AIM:
Write out the material below exactly, beginning at the line that contains "# point at: brown" and ending with its last line, both ends included; write nothing else.

RECORD LIST:

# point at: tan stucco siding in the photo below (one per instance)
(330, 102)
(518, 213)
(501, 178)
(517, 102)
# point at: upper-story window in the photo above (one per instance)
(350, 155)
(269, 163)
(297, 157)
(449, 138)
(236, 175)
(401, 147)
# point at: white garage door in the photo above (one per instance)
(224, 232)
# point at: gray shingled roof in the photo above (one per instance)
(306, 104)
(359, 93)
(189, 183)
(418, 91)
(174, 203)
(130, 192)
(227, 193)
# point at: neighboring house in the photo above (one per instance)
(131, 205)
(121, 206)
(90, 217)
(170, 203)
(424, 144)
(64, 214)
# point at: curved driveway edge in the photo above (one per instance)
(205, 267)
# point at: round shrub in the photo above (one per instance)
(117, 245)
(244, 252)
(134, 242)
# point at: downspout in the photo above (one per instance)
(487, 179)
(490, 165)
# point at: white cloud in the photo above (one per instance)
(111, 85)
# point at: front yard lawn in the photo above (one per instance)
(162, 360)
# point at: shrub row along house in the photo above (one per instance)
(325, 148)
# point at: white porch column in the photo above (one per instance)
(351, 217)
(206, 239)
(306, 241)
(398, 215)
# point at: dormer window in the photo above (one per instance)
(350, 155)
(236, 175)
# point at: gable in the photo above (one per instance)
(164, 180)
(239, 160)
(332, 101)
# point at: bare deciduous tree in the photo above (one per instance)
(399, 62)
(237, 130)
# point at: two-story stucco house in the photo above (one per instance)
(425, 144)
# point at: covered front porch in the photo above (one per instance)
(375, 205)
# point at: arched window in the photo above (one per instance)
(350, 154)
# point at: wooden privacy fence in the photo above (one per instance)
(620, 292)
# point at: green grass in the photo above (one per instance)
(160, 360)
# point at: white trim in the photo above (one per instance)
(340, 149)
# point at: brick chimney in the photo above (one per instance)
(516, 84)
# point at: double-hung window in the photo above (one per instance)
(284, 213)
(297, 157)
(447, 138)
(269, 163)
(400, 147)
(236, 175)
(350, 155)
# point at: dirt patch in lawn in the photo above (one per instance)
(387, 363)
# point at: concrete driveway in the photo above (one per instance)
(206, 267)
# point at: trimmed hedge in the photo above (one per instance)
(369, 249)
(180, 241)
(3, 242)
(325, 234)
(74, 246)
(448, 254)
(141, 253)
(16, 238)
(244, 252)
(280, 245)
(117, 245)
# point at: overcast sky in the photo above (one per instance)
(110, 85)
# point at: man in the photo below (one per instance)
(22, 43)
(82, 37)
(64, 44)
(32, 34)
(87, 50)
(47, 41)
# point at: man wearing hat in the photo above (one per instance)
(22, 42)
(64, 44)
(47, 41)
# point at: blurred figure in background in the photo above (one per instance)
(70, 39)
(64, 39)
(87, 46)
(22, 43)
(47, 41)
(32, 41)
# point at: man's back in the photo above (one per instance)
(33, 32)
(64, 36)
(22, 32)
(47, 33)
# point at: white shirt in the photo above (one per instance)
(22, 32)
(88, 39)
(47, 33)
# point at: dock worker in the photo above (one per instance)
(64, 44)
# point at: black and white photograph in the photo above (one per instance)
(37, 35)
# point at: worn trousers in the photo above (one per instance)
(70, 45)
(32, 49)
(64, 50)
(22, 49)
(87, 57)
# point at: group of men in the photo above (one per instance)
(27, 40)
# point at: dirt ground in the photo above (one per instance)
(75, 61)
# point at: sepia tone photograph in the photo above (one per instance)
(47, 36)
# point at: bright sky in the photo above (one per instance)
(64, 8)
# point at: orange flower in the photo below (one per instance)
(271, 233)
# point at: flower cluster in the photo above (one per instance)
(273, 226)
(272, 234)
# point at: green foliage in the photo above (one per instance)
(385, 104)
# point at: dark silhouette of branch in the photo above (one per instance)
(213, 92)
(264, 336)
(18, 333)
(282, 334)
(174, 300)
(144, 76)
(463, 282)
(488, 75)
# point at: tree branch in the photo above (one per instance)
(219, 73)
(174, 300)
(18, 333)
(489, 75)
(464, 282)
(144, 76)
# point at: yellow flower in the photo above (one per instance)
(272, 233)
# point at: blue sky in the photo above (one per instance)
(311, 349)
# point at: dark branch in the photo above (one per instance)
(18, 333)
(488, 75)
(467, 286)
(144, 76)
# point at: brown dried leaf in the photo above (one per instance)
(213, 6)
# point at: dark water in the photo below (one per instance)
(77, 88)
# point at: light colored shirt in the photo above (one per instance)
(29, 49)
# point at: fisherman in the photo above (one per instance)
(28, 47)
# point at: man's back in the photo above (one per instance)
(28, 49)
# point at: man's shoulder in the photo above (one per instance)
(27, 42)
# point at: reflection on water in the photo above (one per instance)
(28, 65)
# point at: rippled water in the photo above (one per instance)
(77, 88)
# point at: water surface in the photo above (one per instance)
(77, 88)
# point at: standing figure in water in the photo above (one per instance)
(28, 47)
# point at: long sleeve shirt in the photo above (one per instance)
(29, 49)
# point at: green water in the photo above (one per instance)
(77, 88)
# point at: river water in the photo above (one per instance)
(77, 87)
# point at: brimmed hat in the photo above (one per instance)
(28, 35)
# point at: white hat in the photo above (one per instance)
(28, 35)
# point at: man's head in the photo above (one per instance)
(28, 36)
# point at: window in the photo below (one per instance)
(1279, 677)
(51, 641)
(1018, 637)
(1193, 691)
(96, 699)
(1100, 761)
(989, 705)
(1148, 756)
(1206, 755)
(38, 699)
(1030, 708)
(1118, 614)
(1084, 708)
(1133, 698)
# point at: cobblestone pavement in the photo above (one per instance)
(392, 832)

REPLY TO THE TASK:
# point at: brown dried leaf in the photo above (one per instance)
(213, 6)
# point at: dark water in the photo below (one per instance)
(77, 88)
# point at: light colored shirt in the photo above (one per instance)
(29, 49)
# point at: fisherman in the photo above (one per instance)
(28, 47)
# point at: man's back in the photo above (one per instance)
(28, 49)
# point at: man's shoulder in the photo above (one per instance)
(27, 42)
# point at: reflection on water in the photo above (one per instance)
(28, 65)
# point at: rippled water in the photo above (one per instance)
(77, 88)
# point at: water surface in the photo above (one per instance)
(77, 88)
# point at: standing figure in water in the photo above (one per instance)
(28, 47)
# point at: long sleeve shirt in the photo above (one per instance)
(29, 49)
# point at: green water in the photo above (one per instance)
(77, 88)
# point at: river water in the photo above (one per instance)
(77, 87)
# point at: brimmed hat in the photo above (one per instance)
(28, 35)
# point at: white hat in the photo above (one per instance)
(28, 35)
# point at: man's head in the photo above (one per instance)
(28, 36)
# point at: window in the photo below (one per instance)
(1279, 677)
(51, 641)
(1018, 637)
(1193, 691)
(96, 699)
(1100, 761)
(989, 705)
(1148, 756)
(1206, 755)
(38, 699)
(1030, 708)
(1118, 614)
(1084, 708)
(1133, 698)
# point at: cobblestone pavement in the photo above (one per instance)
(392, 832)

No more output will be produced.